[Start Text shown]
### Chapter 11 - Regular Expression
Regular expressions are a very specialized language that allow us to succinctly search strings and extract data from strings. Regular expressions are a language unto themselves. It is not essential to know how to use regular expressions, but they can be quite useful and powerful.

- really cleaver 'wild card' expression 
- very porwerful and very cryptic
- fun once  you  understand them

- `^` Matches the beginning of a line
-  `$` Matched the end of the line
- `.` Matches any character
- `\s` Matches whitespaces
-  `\S` Matches any non-whitespace character
- `*` Repeats a character zero or more  times
- `*?` Repeats a character zero  or more times (non greedy)
- `+` Repeats a character one or more times
- `+?` Repeats a character one or  more times (non greedy)
[End Text shown]
[Start Information supplied]
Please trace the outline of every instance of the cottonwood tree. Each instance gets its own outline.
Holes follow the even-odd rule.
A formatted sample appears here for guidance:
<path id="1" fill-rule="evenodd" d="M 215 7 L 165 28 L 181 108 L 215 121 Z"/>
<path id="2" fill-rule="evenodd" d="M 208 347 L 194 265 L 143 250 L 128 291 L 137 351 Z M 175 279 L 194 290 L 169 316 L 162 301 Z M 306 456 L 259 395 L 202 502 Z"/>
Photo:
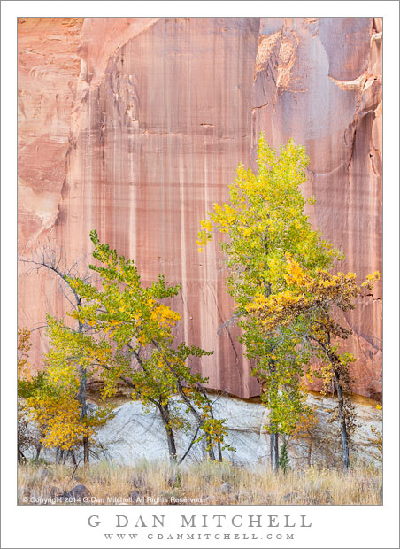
[End Information supplied]
Your tasks>
A) Using the regular expression notes, explain in one to three sentences what makes regular expressions useful.
B) Proceed with the regular expression notes, picking up after the last line shown.
The listing isn't needed for this work.

Answer set>
A) Regular expressions let us search strings and extract data from them succinctly. Knowing how to use them isn't essential, but they can be quite useful and powerful.

B)
- `[aeiou]` Matches single character in the listed set
- `[^XYZ]` Matches a single character not in the listed  set
- `[a-z0-9]` The set of characters can include a range
- `(` Indicates where string extraction is to start
- `)` Indicates where string extraction is to end

`import re`  - imports the regular expression in python

#### 11.2 Extracting Data

`re.search()` - returns a True/False depending on whether the string matches the regular expression

`re.findall()` - extracts the matching string.

In [1]:
import re
x = 'My 2 favarite numbers are 19 and 42'
y = re.findall('[0-9]+', x)
print(y)

['2', '19', '42']


In [2]:
# continuation
# find if there is any uppercase vowel
y = re.findall('[AEIOU]+', x)
print(y)

[]


In [4]:
# Greedy Matching
xx = 'From: Using the: character'
y = re.findall('^F.+:', xx)
print(y)

['From: Using the:']


In [5]:
## Non Greedy Match
y = re.findall('^F.+?:', xx)
print(y)

['From:']


#### Fine-Tuning String Extraction
You can refine the match for `re.findlall()` and seperately determine which portion of the mactch is to be extracted using parentheses

In [6]:
x = 'From random@mail.com.us Sat June 5 09:94:44 20114'
y = re.findall('\S+@\S+', x)

# This is greedy extraction
print(y)

['random@mail.com.us']


In [7]:
# Fine tuning the above example
y = re.findall('^From (\S+@\S+)', x)

# Matchihg and demanding exact email address
print(y)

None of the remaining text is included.